**Source excerpt:**

## Gaussian process classification
Here is a very simple example script that applies [Gaussian process](https://scikit-learn.org/stable/modules/gaussian_process.html) classification to the Titanic data set. 
In [Gaussian process classification](https://scikit-learn.org/stable/modules/generated/sklearn.gaussian_process.GaussianProcessRegressor.html) a [kernel function](https://scikit-learn.org/stable/modules/gaussian_process.html#gp-kernels) (or [covariance](https://en.wikipedia.org/wiki/Covariance) function) is used to help to mould the shape of prior and posterior values. It is assumed that any uncertainty, or noise, is Gaussian in nature (i.e. can be sampled from a [normal distribution](https://en.wikipedia.org/wiki/Normal_distribution)), hence the name.

In [1]:
import pandas  as pd

#===========================================================================
# read in the data
#===========================================================================
train_data = pd.read_csv('../input/titanic/train.csv')
test_data  = pd.read_csv('../input/titanic/test.csv')

#===========================================================================
# select some features of interest ("ay, there's the rub", Shakespeare)
#===========================================================================
features = ["Pclass", "Sex", "SibSp", "Parch"]

#===========================================================================
# for the features that are categorical we use pd.get_dummies:
# "Convert categorical variable into dummy/indicator variables."
#===========================================================================
X_train       = pd.get_dummies(train_data[features])
y_train       = train_data["Survived"]
final_X_test  = pd.get_dummies(test_data[features])

Data items:
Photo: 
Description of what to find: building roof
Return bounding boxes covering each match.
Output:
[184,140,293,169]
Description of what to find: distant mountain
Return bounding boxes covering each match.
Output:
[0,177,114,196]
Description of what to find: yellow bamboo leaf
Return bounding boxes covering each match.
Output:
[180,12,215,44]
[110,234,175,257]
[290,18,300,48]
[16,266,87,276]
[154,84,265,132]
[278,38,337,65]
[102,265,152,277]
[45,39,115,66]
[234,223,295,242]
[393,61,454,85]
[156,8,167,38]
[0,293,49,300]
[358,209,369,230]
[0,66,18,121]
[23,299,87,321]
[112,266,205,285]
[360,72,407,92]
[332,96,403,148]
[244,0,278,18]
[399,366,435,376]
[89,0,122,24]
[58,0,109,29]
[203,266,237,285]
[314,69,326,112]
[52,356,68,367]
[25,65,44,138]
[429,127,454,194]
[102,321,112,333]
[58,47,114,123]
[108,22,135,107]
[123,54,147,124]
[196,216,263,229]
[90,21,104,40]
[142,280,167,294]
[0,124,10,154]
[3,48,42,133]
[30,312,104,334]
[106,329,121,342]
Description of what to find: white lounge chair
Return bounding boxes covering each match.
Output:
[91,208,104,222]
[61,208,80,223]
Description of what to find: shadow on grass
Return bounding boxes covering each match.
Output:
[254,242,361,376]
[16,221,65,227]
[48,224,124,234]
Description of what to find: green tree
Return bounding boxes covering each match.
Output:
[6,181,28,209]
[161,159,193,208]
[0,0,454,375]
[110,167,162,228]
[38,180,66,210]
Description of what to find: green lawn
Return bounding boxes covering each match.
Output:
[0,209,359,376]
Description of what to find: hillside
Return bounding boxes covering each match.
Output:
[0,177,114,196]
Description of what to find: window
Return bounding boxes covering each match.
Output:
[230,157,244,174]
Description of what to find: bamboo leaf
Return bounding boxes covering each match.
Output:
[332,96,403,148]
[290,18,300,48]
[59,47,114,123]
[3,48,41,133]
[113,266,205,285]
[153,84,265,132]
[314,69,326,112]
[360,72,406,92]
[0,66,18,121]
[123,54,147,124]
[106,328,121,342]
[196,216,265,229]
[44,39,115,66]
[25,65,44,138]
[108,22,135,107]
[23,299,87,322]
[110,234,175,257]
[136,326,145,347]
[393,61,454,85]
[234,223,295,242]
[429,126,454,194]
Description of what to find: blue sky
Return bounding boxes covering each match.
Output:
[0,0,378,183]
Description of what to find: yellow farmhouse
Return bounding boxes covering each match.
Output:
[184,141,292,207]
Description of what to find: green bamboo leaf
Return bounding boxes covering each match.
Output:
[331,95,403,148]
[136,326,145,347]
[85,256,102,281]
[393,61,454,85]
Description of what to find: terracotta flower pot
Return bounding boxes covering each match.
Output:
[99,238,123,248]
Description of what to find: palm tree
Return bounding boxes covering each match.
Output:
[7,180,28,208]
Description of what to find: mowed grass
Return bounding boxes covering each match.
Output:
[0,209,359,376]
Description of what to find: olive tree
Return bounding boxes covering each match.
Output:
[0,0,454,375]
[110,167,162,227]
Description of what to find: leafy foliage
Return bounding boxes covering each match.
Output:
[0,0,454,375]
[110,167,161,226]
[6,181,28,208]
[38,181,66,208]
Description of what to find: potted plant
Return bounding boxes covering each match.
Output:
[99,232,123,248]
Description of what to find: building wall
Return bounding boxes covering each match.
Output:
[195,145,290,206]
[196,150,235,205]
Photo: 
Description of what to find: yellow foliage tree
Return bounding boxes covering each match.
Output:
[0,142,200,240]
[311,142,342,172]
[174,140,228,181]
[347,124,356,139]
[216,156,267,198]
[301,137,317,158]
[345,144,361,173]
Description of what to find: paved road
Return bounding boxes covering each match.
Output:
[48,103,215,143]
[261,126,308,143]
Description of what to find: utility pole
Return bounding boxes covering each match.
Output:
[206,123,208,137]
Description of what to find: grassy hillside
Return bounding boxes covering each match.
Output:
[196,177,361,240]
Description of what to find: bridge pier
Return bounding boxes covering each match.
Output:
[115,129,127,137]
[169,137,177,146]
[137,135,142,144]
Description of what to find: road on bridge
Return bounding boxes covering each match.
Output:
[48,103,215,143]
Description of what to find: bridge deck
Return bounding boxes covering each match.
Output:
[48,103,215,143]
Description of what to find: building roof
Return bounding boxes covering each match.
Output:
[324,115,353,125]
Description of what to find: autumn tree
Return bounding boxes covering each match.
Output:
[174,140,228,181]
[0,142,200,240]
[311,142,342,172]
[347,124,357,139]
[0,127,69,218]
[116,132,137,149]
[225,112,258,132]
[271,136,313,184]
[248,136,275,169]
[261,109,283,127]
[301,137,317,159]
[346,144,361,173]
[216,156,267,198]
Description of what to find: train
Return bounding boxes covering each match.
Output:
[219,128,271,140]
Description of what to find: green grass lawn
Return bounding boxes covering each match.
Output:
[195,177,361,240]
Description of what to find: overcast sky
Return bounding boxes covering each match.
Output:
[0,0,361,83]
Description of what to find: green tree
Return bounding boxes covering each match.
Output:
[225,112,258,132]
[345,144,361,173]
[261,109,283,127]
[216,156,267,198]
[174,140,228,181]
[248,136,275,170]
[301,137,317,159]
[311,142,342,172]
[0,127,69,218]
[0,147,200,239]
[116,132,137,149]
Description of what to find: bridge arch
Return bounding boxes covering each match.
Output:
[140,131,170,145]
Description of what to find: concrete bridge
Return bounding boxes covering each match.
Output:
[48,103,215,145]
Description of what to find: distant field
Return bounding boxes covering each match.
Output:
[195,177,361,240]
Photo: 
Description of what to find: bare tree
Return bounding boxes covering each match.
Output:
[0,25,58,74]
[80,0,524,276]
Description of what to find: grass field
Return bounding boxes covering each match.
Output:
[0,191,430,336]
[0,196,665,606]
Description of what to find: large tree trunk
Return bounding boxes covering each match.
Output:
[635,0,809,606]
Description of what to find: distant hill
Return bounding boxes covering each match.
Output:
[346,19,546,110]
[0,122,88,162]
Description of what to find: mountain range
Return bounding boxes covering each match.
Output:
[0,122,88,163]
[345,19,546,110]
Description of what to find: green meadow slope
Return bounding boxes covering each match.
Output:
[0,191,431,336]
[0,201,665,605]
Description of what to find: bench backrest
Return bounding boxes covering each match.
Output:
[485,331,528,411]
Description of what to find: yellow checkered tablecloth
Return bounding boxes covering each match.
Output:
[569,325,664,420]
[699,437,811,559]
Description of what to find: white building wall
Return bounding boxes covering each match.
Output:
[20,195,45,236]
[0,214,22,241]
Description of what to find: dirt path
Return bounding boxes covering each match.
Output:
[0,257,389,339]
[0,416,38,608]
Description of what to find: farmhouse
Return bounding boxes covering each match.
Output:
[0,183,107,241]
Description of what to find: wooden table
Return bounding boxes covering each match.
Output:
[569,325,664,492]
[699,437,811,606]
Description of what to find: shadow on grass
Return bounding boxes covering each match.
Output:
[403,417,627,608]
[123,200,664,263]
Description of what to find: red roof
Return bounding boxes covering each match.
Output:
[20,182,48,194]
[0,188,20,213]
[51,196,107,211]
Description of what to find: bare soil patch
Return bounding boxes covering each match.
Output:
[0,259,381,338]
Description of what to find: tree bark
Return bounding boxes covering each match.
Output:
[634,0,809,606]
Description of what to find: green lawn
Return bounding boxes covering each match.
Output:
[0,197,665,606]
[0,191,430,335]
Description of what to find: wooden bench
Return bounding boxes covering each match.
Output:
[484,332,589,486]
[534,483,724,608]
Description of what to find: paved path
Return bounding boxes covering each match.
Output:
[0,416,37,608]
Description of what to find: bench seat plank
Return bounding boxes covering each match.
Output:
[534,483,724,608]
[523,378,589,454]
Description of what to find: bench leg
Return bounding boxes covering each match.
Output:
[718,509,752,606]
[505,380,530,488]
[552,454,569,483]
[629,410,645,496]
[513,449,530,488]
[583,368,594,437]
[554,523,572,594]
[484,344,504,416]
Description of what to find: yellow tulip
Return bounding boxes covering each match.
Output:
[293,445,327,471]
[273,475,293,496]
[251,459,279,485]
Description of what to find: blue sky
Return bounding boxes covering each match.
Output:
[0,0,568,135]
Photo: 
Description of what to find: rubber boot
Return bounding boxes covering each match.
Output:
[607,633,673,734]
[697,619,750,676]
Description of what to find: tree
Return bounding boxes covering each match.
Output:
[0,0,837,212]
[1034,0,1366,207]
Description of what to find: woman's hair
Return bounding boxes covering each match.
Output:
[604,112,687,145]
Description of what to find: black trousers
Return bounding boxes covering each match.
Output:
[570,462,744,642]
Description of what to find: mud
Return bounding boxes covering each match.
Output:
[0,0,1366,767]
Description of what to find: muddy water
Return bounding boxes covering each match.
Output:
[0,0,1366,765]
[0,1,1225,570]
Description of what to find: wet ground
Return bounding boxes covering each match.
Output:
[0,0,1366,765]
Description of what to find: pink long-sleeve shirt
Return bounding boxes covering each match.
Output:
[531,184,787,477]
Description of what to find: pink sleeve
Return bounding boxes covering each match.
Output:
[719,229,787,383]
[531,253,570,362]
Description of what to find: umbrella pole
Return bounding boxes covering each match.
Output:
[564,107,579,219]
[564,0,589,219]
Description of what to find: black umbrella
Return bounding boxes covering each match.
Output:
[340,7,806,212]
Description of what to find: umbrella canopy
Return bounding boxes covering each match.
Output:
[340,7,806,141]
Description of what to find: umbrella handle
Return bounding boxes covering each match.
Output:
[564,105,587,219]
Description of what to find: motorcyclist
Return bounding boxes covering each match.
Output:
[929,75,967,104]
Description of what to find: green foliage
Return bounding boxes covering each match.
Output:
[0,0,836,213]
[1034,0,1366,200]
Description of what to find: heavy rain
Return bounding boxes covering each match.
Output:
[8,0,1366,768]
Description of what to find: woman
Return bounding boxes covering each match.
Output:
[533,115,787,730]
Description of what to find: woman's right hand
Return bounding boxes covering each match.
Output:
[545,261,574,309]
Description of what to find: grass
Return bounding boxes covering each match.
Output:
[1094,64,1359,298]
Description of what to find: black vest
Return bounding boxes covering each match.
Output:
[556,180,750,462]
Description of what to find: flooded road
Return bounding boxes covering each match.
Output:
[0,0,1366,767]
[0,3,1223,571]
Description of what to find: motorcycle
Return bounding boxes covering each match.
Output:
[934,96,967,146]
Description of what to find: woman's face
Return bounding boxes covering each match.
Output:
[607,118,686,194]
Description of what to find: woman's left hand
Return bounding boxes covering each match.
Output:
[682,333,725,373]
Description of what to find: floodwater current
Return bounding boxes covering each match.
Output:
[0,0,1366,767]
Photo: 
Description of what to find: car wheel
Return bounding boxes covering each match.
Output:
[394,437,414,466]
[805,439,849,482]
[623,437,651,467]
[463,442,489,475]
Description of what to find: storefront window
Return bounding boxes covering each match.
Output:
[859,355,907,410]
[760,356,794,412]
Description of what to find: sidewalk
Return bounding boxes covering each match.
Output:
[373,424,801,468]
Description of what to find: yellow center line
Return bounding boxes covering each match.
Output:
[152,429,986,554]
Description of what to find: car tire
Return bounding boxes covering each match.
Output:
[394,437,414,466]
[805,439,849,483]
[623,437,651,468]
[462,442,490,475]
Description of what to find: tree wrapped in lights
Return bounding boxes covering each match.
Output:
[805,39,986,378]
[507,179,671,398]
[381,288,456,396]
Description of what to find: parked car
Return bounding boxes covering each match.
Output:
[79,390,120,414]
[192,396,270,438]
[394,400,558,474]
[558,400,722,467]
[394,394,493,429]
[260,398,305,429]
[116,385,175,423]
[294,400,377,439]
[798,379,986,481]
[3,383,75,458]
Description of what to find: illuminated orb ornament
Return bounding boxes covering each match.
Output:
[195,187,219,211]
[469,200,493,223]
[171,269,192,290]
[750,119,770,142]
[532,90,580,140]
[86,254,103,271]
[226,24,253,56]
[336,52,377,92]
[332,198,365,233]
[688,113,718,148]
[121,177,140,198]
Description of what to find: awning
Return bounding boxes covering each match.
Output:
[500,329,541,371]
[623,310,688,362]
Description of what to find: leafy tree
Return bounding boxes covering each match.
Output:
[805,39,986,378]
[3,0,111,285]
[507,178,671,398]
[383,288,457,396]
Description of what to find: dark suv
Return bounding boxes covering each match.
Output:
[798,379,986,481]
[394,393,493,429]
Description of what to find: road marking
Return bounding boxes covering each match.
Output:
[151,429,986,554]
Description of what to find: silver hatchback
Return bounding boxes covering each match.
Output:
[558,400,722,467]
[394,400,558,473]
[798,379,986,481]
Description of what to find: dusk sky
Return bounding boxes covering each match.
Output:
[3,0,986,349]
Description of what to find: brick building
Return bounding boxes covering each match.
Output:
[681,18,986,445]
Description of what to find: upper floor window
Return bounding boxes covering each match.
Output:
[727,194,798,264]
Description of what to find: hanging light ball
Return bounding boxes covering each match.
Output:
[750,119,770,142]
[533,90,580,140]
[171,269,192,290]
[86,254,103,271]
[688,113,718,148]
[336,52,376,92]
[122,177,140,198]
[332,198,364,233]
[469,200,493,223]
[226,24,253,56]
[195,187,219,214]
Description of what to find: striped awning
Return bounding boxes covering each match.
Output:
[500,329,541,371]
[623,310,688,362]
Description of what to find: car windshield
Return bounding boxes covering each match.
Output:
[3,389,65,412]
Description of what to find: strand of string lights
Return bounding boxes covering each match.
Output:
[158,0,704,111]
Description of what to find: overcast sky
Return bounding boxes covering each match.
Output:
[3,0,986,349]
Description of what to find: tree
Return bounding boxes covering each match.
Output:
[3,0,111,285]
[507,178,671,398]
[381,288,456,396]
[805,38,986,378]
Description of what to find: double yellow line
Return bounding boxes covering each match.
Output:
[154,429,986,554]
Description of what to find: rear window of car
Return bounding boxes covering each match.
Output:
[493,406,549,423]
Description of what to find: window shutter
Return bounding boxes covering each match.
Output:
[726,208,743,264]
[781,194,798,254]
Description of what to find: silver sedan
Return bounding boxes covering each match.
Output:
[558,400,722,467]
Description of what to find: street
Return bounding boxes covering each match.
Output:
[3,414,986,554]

**Exercise:** Reproduce everything in the Gaussian process classification write-up above from "## Gaussian process" down to "hence the name.", character for character.

**Answer to this exercise:**
## Gaussian process classification
Here is a very simple example script that applies [Gaussian process](https://scikit-learn.org/stable/modules/gaussian_process.html) classification to the Titanic data set. 
In [Gaussian process classification](https://scikit-learn.org/stable/modules/generated/sklearn.gaussian_process.GaussianProcessRegressor.html) a [kernel function](https://scikit-learn.org/stable/modules/gaussian_process.html#gp-kernels) (or [covariance](https://en.wikipedia.org/wiki/Covariance) function) is used to help to mould the shape of prior and posterior values. It is assumed that any uncertainty, or noise, is Gaussian in nature (i.e. can be sampled from a [normal distribution](https://en.wikipedia.org/wiki/Normal_distribution)), hence the name.